--- TASK ---
State how many of the lines below contain the word "white", with case counting, and give only the number.

--- INPUT ROWS ---
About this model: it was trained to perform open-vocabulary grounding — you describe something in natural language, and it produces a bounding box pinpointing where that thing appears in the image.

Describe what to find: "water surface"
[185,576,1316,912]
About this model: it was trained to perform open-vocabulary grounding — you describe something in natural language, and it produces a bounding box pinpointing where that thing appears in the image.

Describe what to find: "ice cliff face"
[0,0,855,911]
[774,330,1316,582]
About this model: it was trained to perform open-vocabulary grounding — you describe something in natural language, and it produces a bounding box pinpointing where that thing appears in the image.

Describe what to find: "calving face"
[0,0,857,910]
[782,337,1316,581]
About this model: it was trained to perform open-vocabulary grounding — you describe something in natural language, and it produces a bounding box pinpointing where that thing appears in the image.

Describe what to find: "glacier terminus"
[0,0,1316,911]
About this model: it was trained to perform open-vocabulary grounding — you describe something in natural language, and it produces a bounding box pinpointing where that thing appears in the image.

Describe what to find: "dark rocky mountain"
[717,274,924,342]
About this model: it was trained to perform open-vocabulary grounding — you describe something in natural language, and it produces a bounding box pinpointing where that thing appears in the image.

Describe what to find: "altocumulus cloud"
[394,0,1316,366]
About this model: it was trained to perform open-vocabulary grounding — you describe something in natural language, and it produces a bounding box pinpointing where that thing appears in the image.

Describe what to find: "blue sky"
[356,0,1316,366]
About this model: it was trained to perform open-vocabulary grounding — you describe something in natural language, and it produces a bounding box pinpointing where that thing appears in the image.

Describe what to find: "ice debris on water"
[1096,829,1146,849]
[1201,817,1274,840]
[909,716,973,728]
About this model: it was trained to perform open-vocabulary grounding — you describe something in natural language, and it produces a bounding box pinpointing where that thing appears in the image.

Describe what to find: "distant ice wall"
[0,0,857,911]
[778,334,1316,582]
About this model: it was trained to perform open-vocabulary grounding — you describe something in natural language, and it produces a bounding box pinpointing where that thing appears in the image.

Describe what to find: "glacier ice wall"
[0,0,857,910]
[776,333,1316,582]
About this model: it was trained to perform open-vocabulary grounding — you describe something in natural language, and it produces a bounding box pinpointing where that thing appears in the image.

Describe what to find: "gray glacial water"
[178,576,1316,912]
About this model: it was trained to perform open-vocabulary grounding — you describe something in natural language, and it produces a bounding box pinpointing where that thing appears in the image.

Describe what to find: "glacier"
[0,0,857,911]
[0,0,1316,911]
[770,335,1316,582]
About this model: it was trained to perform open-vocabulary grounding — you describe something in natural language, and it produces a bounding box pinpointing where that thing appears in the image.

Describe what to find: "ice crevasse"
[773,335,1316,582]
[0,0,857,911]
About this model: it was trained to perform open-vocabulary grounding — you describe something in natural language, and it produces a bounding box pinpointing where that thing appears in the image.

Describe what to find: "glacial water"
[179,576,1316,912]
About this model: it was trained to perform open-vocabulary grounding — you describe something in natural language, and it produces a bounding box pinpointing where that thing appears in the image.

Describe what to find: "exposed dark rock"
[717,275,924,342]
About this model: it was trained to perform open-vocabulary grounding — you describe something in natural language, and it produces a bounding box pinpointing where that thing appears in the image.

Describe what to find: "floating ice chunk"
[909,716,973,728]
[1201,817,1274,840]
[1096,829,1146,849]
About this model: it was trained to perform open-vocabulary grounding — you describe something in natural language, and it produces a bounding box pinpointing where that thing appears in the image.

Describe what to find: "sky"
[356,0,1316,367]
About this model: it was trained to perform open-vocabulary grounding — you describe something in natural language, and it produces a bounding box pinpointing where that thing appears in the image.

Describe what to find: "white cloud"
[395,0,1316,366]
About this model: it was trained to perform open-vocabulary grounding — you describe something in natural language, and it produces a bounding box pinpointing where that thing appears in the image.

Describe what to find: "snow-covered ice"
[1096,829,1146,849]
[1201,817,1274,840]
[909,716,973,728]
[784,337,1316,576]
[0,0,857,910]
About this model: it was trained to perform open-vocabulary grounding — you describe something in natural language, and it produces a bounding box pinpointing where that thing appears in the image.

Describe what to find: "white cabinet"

--- COMPLETED TASK ---
2